▶ INSTRUCTIONS TO FOLLOW: Every line of the records below should be restated exactly.

Entries taken from a collection:
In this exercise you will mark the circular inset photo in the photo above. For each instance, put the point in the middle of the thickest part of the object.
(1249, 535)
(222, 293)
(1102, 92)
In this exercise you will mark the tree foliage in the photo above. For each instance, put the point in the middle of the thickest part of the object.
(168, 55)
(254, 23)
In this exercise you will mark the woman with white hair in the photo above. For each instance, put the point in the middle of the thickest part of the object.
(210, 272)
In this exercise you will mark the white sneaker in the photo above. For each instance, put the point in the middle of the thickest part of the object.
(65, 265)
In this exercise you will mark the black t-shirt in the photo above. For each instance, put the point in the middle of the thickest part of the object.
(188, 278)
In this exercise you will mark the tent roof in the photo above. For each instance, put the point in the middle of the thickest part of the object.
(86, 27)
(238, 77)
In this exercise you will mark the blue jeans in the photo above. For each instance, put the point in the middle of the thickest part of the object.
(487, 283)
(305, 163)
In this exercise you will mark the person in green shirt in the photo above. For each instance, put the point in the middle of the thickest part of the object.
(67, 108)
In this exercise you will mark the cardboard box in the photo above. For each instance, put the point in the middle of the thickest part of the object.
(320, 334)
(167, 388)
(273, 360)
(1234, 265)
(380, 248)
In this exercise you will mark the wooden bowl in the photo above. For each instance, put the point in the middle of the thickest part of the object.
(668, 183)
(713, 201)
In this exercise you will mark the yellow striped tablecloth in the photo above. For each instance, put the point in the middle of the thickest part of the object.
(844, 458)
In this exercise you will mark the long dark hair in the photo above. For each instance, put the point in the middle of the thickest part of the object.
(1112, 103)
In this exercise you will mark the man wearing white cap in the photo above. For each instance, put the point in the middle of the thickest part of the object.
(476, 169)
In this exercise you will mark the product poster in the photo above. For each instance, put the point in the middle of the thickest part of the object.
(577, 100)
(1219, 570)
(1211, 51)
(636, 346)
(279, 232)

▶ RESPONSE BOX:
In this exercise you will mark the circular inset photo in the photo above. For each instance, put the point in the middle of the thickest part of the object.
(1249, 535)
(222, 293)
(1102, 92)
In this exercise you will mark the tree foliage in the photo above. For each instance, put the point in the middle of the thickest part of the object.
(168, 55)
(254, 23)
In this exercise you will mark the woman with white hair in the photo above. For each instance, put the point in the middle of the thickest part of the object.
(210, 272)
In this exercise you will mark the white sneaker in the photo above. For each instance, put the point in the middle of the thickest part of the object.
(65, 265)
In this exercise you will mark the black t-shirt in the photo above. For each instance, put the point in the middle of the thickest part of the object.
(188, 278)
In this exercise you will mark the tent roof in the photo above. For each instance, put the point in the middle of the thickest part of the object.
(86, 27)
(238, 77)
In this exercise you will mark the blue jeans in the photo above. For each instance, put the point in the middle of the thickest part of the object.
(487, 283)
(305, 163)
In this exercise you will mark the person in green shirt in the photo above. For each instance, put the point in the middle of the thickest part of the object.
(67, 108)
In this exercise you will mark the cardboard box in the photo above. For each instance, put the point in the middle of the thickest part of the object.
(320, 334)
(167, 388)
(273, 360)
(1234, 265)
(380, 248)
In this exercise you will mark the wooden bowl in the photo above. For each instance, put the point in the middle of the thickest part of the object.
(668, 183)
(713, 201)
In this exercise you will mark the yellow striped tablecloth in the photo above. For each instance, put the point in the middle of the thickest part of the object.
(844, 458)
In this exercise you will mark the long dark hair in the photo above. For each instance, put the point in the middle of the thickest part of the object.
(1112, 103)
In this exercise you will mark the man wearing white cap in the photo above. For each instance, put the point in the middle of the thickest part of the object.
(476, 169)
In this exercise you will mark the product poster in the photo above. For each instance, put the point in the middle of the thickest part of the object.
(577, 100)
(1219, 570)
(1211, 51)
(636, 346)
(279, 232)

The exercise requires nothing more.